**Data supplied**
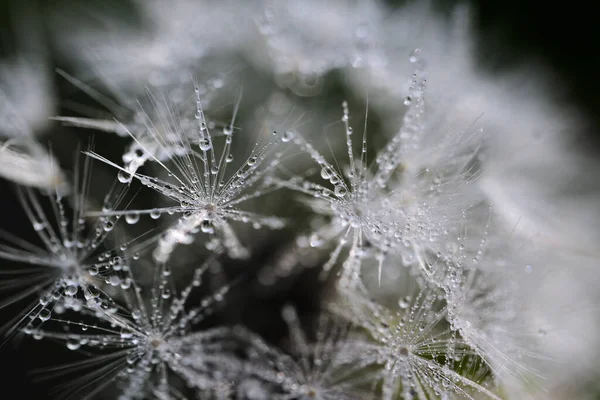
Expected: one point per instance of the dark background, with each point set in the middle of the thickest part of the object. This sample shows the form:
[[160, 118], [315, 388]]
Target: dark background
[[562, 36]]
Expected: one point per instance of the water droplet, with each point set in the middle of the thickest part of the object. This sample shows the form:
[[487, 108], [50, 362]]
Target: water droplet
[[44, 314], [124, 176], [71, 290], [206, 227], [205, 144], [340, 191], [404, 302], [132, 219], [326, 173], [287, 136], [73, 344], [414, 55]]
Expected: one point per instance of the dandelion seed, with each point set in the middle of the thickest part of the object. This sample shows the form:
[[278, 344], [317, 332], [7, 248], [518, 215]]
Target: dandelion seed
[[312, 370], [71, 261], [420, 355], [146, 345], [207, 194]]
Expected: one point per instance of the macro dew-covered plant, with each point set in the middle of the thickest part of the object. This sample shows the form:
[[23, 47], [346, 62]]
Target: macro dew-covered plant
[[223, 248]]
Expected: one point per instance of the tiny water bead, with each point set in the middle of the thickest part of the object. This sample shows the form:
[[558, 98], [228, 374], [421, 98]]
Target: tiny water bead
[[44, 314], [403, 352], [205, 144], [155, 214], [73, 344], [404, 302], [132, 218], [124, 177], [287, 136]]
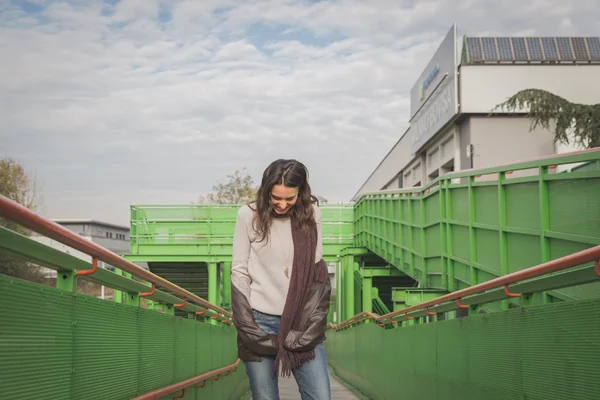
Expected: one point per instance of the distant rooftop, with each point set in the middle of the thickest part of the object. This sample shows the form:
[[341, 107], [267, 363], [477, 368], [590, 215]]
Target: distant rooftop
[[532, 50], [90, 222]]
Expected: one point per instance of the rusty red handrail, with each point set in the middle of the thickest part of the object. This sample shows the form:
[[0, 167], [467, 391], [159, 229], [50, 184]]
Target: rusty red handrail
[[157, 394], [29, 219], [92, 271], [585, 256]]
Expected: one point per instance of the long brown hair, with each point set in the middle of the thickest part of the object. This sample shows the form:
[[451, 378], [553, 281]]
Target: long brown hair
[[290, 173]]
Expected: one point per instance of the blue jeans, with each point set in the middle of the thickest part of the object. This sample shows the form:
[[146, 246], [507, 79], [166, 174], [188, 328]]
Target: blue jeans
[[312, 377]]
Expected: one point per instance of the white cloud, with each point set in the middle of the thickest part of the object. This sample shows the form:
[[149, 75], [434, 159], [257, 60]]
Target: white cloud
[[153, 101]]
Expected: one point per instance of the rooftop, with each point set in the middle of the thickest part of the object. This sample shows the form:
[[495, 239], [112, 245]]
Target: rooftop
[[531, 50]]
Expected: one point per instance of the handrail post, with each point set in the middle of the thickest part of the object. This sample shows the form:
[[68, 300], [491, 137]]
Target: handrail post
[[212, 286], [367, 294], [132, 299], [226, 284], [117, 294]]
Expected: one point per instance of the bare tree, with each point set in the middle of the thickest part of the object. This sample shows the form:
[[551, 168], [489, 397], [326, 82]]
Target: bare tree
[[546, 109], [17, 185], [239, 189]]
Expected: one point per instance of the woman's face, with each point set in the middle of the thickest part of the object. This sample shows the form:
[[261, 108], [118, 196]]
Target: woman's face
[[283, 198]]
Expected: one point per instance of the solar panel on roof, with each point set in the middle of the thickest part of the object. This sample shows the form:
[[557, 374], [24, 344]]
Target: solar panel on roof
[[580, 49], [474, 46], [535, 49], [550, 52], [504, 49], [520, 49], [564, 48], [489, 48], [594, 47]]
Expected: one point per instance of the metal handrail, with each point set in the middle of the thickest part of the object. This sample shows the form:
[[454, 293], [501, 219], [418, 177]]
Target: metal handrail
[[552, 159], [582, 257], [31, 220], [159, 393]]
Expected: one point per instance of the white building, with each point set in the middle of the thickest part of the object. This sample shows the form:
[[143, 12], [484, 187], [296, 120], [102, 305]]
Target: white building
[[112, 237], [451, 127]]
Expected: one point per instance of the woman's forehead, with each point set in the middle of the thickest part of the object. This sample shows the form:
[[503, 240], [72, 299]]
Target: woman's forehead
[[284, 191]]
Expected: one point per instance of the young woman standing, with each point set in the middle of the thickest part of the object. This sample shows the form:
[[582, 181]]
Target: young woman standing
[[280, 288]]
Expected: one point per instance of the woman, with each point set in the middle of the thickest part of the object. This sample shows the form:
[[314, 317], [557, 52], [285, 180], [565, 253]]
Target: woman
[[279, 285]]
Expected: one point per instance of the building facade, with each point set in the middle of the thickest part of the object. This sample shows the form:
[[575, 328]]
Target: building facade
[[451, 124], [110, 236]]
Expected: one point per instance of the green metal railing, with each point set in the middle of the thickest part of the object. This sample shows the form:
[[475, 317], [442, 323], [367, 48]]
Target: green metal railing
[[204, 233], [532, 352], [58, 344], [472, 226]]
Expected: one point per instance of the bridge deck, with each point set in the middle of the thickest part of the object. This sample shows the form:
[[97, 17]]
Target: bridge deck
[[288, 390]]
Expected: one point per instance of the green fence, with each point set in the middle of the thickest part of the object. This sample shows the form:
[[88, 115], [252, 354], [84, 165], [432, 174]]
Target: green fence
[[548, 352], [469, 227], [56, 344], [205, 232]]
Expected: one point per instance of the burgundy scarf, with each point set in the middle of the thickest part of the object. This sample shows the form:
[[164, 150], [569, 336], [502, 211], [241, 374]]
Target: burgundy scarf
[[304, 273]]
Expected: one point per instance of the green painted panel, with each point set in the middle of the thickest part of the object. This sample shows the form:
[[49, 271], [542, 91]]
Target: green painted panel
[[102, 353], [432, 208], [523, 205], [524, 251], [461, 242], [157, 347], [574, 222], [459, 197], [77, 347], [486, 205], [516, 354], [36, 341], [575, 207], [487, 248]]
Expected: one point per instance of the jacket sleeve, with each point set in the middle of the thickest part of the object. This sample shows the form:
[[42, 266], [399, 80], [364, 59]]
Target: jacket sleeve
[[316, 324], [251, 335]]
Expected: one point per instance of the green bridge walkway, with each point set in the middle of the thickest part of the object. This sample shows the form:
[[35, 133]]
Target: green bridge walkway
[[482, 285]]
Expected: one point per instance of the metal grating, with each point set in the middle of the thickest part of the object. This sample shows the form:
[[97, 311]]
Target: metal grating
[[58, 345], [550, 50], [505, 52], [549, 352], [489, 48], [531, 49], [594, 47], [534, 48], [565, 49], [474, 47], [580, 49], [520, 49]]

**What the task requires**
Copy the listing lines above, starting with the line containing "Expected: one point per instance of the young" and ending with the line containing "[[280, 288]]", both included, with nothing changed.

**Result**
Expected: one point per instance of the young woman standing, with each point set in the middle of the thickest part of the object. This sample shows the form:
[[582, 181]]
Target: young woman standing
[[280, 288]]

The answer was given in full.